### Stored dataset items:
__________________________________________________
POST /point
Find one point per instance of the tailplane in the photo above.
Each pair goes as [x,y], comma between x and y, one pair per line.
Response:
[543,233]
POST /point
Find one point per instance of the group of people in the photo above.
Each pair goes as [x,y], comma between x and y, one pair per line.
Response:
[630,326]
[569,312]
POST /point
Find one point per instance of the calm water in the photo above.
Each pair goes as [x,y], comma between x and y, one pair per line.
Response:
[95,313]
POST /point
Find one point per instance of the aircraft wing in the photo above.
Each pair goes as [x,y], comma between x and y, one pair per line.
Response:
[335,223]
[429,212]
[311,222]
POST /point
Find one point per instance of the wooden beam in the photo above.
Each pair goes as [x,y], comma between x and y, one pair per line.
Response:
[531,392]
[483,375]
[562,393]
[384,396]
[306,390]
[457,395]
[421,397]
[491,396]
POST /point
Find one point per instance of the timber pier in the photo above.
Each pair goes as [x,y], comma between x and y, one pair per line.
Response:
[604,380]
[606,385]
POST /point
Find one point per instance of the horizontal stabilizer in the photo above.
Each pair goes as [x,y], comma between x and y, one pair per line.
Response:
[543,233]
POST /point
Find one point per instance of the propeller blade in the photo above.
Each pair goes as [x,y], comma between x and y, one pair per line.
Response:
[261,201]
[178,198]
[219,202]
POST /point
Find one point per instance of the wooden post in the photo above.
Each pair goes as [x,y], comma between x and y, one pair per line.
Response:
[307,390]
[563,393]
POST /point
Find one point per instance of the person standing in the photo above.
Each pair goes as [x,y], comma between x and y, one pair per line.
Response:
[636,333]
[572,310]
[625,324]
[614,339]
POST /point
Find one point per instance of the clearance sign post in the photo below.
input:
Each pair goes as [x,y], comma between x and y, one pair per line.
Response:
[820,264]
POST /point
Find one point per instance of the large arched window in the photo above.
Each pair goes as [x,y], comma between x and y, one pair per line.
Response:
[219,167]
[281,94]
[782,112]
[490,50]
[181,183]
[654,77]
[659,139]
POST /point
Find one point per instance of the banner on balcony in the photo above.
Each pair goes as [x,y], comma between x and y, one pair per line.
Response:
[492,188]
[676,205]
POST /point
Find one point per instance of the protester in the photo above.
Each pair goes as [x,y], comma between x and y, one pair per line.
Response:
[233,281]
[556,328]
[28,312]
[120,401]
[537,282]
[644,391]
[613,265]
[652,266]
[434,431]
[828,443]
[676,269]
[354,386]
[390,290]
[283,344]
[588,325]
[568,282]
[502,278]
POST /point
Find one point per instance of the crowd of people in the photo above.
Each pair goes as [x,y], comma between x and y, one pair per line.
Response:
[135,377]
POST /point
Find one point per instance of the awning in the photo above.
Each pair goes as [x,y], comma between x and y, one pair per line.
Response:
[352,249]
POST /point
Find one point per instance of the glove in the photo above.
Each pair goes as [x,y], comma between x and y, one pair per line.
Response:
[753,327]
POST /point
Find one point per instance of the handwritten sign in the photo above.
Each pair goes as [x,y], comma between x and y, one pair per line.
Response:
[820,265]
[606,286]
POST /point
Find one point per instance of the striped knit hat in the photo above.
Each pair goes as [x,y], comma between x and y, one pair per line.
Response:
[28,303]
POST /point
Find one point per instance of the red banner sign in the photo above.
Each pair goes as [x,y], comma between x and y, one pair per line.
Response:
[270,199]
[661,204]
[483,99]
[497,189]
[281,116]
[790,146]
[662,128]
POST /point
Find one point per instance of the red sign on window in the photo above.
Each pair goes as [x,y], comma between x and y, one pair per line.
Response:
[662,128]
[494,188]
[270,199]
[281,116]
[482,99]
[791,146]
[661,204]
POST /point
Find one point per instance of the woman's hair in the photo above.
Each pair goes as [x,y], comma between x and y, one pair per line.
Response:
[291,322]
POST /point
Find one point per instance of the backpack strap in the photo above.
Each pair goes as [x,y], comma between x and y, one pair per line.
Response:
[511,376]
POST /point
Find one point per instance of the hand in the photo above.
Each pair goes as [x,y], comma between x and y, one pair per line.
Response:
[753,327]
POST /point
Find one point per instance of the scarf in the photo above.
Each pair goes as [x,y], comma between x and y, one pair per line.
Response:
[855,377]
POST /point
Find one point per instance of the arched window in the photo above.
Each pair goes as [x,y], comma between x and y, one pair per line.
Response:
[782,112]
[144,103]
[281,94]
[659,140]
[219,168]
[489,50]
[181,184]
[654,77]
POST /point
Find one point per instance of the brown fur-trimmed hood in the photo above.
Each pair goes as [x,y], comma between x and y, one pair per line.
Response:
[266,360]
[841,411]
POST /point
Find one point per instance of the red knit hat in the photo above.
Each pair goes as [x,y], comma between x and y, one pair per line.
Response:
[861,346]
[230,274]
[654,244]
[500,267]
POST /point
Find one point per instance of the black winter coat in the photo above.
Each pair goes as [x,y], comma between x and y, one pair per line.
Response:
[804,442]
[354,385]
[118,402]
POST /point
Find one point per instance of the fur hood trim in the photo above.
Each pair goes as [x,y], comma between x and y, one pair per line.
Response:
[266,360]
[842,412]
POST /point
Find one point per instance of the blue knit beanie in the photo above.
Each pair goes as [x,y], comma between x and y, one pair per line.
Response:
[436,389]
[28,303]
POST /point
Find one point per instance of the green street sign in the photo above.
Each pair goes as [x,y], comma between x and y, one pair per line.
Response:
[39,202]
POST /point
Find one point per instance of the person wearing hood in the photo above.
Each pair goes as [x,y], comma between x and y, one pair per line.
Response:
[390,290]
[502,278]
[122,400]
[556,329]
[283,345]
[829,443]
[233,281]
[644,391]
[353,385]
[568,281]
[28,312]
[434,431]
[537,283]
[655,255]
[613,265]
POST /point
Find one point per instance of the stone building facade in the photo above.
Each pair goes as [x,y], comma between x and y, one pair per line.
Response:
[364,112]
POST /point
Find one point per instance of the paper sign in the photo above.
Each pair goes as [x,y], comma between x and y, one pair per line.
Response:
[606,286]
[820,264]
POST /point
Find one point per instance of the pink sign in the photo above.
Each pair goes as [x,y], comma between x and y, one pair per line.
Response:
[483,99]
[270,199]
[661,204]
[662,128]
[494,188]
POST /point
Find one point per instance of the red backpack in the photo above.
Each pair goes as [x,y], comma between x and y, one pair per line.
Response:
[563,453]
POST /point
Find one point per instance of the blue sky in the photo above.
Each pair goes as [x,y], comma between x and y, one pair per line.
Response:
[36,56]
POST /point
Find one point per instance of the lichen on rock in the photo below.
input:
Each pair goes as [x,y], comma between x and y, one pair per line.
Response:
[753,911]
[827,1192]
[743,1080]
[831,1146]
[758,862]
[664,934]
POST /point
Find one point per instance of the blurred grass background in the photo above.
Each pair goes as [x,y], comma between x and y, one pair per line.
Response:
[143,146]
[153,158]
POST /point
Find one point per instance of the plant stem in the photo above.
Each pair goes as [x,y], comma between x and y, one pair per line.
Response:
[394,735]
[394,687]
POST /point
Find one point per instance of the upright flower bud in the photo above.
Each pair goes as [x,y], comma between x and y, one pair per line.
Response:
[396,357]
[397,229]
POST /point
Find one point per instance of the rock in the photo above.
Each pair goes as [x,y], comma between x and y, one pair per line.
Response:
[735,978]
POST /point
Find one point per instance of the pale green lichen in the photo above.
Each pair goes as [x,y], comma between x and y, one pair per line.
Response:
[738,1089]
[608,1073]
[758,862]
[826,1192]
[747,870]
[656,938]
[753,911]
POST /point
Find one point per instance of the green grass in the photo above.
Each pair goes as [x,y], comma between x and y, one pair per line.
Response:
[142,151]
__________________________________________________
### Exercise instructions:
List every line of the data above that contains the word "grass", treating uppercase and lowercase as different.

### Exercise response:
Find one point per instance of the blurred grass background in the photo above.
Find one point per instance of the green grass in the photo above.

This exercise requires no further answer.